* WHAT TO DO *
Continue the mailing-list post below about how symbols get their meaning from sensory input, starting right after its last line.

* TEXT TO READ *
______________________________
[ExI] Semiotics and Computability (was: The digital nature of brains)

Stefano Vaj stefano.vaj at gmail.com
Thu Feb 4 14:30:37 UTC 2010

On 4 February 2010 14:03, Stathis Papaioannou <stathisp at gmail.com> wrote:

> 2010/2/4 Stefano Vaj <stefano.vaj at gmail.com>:
> > On 4 February 2010 12:15, Stathis Papaioannou <stathisp at gmail.com>
> wrote:
> >>
> >> I'm not completely sure what you're saying in this post, but at some
> >> point the string of symbol associations (A means B, B means C, C means
> >> D...) is grounded in sensory input.
> >
> > Defined as?
> Input from the environment. "Chien" is "hund", "hund" is "dog", and
> "dog" is the furry creature with four legs and a tail, as learned by
> English speakers as young children.
______________________________
* MATERIAL *
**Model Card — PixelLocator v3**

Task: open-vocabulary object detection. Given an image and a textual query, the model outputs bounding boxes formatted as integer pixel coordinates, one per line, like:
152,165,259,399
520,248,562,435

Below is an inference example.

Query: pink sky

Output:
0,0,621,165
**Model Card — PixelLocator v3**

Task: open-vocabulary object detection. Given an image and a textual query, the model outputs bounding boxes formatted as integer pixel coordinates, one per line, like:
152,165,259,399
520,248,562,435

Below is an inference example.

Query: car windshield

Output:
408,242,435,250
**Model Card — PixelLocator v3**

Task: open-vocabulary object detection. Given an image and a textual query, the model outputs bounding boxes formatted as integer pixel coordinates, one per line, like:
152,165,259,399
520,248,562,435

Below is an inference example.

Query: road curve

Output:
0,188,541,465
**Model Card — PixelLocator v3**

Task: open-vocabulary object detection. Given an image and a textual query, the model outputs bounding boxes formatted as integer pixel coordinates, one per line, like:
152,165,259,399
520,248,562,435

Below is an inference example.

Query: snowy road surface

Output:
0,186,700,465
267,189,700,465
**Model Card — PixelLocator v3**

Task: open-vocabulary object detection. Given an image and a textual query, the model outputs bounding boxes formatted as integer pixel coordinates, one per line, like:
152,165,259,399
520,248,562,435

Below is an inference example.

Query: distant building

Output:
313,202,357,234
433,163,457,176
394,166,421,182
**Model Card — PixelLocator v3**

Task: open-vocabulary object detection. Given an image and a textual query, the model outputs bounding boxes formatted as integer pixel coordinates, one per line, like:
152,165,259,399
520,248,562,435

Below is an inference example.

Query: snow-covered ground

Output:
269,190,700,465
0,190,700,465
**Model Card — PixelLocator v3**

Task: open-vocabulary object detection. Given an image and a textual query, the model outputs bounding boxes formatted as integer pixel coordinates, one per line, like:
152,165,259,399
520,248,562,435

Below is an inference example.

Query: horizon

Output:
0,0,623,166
______________________________
* REPLY TO THE TASK *
Mmhhh. "Dog" is a sound perceived with one's ears, subvocalised or
represented by the appropriate characters in a given typeface, Pluto may be
a design or icon of such an animal, the bits by which he is rasterised are
another symbol thereof, the pixel of the image of an actual dog on
somebody's retina is another symbol thereof. Symbols all the way down, all
of them "sensorial" after a fashion, for us as exactly as for any other

OTOH, inputs and interfaces are of course crucial to the definition of a
given system. Mr. Jones is different from young baby Brown who is different
from a bat who is different from a PC with a SCSI scanner which is different
from an I-Phone...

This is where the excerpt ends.